SET PROBLEM:
Copy all of the records below word for word, leaving out the pictures.

INPUT:
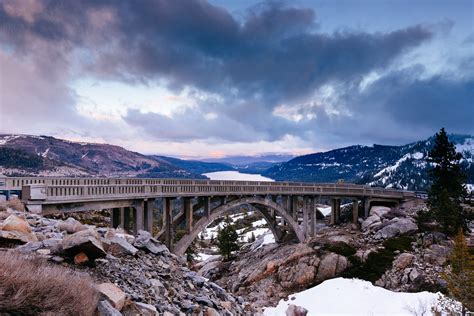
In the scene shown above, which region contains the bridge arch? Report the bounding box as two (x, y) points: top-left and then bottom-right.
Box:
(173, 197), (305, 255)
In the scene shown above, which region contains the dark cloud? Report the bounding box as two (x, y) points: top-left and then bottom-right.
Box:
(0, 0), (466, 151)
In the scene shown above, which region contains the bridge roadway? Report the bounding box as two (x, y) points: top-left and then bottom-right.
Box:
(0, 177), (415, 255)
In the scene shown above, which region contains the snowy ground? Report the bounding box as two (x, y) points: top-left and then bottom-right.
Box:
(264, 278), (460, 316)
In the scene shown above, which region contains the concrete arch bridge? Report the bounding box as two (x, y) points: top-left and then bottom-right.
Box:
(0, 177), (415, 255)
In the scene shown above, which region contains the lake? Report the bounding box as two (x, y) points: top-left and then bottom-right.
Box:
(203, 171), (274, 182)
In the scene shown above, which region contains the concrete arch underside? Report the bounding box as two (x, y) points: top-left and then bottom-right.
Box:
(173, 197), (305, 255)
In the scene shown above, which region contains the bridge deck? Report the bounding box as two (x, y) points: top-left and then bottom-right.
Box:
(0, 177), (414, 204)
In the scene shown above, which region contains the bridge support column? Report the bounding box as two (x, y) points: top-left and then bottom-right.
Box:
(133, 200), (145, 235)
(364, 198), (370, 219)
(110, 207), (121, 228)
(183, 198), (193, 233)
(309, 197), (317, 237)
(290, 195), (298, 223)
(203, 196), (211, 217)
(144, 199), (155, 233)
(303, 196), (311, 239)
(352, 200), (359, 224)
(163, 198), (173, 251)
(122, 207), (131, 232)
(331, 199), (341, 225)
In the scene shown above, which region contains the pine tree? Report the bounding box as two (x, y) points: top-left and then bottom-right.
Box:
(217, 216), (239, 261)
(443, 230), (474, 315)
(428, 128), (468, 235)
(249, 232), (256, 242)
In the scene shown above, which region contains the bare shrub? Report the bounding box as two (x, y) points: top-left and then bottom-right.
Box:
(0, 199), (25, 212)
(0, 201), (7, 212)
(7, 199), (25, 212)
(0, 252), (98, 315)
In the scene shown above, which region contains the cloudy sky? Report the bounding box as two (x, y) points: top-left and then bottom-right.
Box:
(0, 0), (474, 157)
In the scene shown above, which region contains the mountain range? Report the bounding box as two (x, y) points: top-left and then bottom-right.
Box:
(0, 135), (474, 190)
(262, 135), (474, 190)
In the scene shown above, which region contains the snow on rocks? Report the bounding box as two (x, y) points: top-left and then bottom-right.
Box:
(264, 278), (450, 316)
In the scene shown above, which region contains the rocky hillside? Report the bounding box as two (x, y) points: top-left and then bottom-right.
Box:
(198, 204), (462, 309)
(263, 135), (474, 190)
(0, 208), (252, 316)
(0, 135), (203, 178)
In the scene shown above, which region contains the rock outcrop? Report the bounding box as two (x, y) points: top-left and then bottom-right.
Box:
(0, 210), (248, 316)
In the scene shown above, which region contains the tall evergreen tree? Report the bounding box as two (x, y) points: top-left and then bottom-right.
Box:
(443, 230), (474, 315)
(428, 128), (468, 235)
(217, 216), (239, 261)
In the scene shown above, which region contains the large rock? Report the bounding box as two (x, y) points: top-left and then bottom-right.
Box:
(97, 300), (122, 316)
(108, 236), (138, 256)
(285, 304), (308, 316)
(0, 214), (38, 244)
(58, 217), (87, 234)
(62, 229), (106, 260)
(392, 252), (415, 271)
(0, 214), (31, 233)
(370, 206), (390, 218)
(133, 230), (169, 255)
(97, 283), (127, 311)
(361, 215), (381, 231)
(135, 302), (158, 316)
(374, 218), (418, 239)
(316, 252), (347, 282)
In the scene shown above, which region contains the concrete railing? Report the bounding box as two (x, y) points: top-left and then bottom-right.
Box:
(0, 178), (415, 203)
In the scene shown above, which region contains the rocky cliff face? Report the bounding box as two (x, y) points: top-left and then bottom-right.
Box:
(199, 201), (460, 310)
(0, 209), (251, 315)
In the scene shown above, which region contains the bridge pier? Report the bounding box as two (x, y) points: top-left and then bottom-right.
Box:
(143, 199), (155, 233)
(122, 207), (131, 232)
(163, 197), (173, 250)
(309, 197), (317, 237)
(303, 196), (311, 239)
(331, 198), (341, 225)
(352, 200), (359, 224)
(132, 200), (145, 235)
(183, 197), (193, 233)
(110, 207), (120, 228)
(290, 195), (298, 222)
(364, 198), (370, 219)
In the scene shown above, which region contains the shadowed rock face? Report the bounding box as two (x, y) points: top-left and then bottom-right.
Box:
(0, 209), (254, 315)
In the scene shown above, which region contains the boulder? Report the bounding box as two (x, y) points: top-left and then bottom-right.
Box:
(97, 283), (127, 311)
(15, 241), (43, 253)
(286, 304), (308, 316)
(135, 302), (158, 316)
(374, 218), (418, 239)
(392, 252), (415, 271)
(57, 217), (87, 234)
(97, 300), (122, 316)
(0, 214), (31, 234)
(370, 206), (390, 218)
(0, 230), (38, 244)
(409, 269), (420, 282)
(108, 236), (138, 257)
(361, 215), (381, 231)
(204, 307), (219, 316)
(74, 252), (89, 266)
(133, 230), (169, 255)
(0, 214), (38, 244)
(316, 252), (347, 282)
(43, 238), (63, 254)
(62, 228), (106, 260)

FULL RESPONSE:
In the scene shown above, which region contains the bridge arch? Report the bounding box as two (x, y) points: top-left and then bottom-right.
Box:
(173, 197), (305, 255)
In the scene shown above, which region contains the dark cloud? Report the bounding box as two (x, y) points: top-left and then bottom-right.
Box:
(0, 0), (466, 151)
In the scene shown above, which region contains the bridge roadway? Report the bounding box as two (x, y) points: top-left and then bottom-right.
Box:
(0, 177), (415, 255)
In the scene shown above, which region contains the snowy ground? Report the bounding box as two (x, y) points: top-left and then bottom-right.
Box:
(264, 278), (460, 316)
In the scene shown above, which region contains the concrete arch bridge? Report the bounding box as two (x, y) points: top-left and then bottom-right.
Box:
(0, 177), (415, 255)
In the scene shown above, which region contains the lake? Report the bounding box as two (x, y) points: top-left and then bottom-right.
Box:
(203, 171), (274, 182)
In the scene shown above, which region contains the concrete arch underside? Report the bounding box as two (x, y) points: top-left and then bottom-right.
Box:
(173, 197), (305, 255)
In the scene shown above, which region contains the bridge deck? Report the bounding box as two (x, y) points: top-left and then bottom-right.
Box:
(0, 177), (414, 204)
In the scene shown above, which region contains the bridge support column? Report the bounding box as two (x, y) points: top-left and then bottom-right.
Box:
(133, 200), (145, 235)
(364, 198), (370, 219)
(110, 207), (121, 228)
(183, 198), (193, 233)
(309, 197), (317, 237)
(290, 195), (298, 223)
(203, 196), (211, 217)
(144, 199), (155, 233)
(303, 196), (311, 239)
(352, 200), (359, 224)
(163, 198), (173, 251)
(122, 207), (131, 232)
(331, 199), (341, 225)
In the scene shown above, which region contains the pine tree? Report the bounding box as two (x, y) points: top-left and then bottom-right.
Box:
(217, 216), (239, 261)
(443, 230), (474, 315)
(428, 128), (468, 235)
(249, 232), (256, 242)
In the scene shown above, which region contains the bare shrub? Report the bounding box as two (x, y) points: top-left and then bottom-right.
Box:
(0, 199), (25, 212)
(0, 201), (7, 212)
(7, 199), (25, 212)
(0, 252), (98, 315)
In the scene shown above, which region contains the cloudy sky? Report the bounding box as two (x, y) points: top-left and then bottom-right.
Box:
(0, 0), (474, 157)
In the scene shown above, which region contains the mountain range? Report the bounding box as two (x, y) points: top-left and then bottom-right.
Box:
(0, 135), (474, 190)
(262, 135), (474, 190)
In the scene shown above, which region contains the snow on rocks? Report the bounding box as two (x, y) points: top-left and then bottom-right.
Box:
(264, 278), (450, 316)
In the scene shown above, which region contains the rocky hillside? Report the bounding box as two (x, y) points: top-left and then bottom-right.
Box:
(198, 204), (462, 309)
(263, 135), (474, 190)
(0, 208), (252, 316)
(0, 135), (203, 178)
In the scene shown above, which region contains the rock outcrop? Report the bounding box as two (x, y) points: top-left and then bottom-right.
Box:
(0, 210), (248, 316)
In the scene shown above, which region contains the tall evergreen tree? Report the bounding box as two (x, y) points: top-left and then bottom-right.
Box:
(443, 230), (474, 315)
(428, 128), (468, 235)
(217, 216), (239, 261)
In the scene shown above, which region contains the large rock? Report the bounding box as two (x, y) points: top-left and then bottom-right.
Box:
(97, 300), (122, 316)
(108, 236), (138, 256)
(285, 304), (308, 316)
(0, 214), (38, 244)
(58, 217), (87, 234)
(62, 229), (106, 260)
(392, 252), (415, 271)
(0, 214), (31, 233)
(370, 206), (390, 218)
(133, 230), (169, 255)
(97, 283), (127, 311)
(361, 215), (381, 231)
(135, 302), (158, 316)
(374, 218), (418, 239)
(316, 252), (347, 282)
In the scene shown above, which region contains the concrete railing? Report the bounding box as two (x, y) points: top-left and then bottom-right.
Box:
(0, 178), (415, 203)
In the scene shown above, which region contains the rocky cliff face? Report the bounding box as two (x, y) points: top-left and then bottom-right.
Box:
(199, 201), (460, 310)
(0, 209), (251, 315)
In the scene shown above, which region contains the bridge pier? Report the bounding box as two (x, y) points: top-left and then bottom-right.
Box:
(143, 199), (155, 233)
(122, 207), (131, 232)
(163, 197), (173, 250)
(309, 197), (317, 237)
(303, 196), (311, 239)
(331, 198), (341, 225)
(352, 200), (359, 224)
(132, 200), (145, 235)
(183, 197), (193, 233)
(110, 207), (120, 228)
(290, 195), (298, 222)
(364, 198), (370, 219)
In the scene shown above, which region contains the shadowed rock face? Report the bounding box as two (x, y) points: top-left and then bottom-right.
Box:
(0, 209), (254, 315)
In the scene shown above, which region contains the boulder? Report the bounding box as two (x, y) points: top-left and then bottom-right.
Box:
(97, 283), (127, 311)
(15, 241), (43, 253)
(286, 304), (308, 316)
(135, 302), (158, 316)
(374, 218), (418, 239)
(392, 252), (415, 271)
(57, 217), (87, 234)
(97, 300), (122, 316)
(0, 214), (31, 234)
(370, 206), (390, 218)
(0, 230), (38, 244)
(409, 269), (420, 282)
(108, 236), (138, 257)
(361, 215), (381, 231)
(204, 307), (219, 316)
(74, 252), (89, 266)
(133, 230), (169, 255)
(0, 214), (38, 244)
(316, 252), (347, 282)
(43, 238), (63, 254)
(62, 228), (106, 260)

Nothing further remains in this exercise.